### What to produce
List every line of the entries below that contains the string "tree", matching case exactly.

### Dataset items
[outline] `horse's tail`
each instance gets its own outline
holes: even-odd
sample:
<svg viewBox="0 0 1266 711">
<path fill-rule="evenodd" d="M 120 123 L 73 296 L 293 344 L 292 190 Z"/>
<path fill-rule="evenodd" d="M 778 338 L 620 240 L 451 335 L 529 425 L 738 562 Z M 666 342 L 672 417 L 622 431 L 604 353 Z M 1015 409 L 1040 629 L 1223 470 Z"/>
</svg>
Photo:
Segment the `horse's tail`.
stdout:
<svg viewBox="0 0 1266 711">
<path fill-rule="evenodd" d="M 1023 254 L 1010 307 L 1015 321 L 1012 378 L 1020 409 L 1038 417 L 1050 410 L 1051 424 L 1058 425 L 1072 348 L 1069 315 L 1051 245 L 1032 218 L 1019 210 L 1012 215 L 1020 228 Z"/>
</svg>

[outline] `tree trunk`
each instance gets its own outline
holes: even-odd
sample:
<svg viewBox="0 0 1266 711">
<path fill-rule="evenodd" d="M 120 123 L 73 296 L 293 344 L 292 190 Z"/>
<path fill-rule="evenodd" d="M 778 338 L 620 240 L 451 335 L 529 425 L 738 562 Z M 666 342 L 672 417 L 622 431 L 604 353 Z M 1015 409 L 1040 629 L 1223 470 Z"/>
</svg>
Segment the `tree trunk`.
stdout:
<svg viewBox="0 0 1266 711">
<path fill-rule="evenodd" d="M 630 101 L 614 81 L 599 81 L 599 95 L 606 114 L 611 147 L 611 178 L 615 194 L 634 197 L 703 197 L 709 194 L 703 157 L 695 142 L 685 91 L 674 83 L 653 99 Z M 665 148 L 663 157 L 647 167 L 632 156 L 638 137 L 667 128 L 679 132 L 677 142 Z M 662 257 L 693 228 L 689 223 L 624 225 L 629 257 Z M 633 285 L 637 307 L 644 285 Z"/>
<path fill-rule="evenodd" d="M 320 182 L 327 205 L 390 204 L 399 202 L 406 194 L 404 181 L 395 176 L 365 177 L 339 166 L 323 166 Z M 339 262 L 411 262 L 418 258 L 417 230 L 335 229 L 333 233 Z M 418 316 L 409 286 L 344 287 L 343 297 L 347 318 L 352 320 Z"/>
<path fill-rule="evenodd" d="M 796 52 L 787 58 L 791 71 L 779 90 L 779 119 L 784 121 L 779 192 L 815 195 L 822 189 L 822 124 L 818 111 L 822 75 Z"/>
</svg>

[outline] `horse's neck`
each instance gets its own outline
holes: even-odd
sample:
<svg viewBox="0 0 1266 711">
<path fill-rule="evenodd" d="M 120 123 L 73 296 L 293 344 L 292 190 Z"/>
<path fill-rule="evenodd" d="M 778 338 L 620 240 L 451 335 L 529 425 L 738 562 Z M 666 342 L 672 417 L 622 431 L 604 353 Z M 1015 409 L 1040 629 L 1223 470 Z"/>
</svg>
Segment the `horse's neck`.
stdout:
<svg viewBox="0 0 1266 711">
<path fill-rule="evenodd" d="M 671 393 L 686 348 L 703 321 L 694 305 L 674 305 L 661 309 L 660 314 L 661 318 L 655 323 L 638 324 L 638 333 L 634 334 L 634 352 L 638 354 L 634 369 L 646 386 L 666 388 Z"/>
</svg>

### Response for this exercise
[outline] `tree trunk`
Segment the `tree trunk`.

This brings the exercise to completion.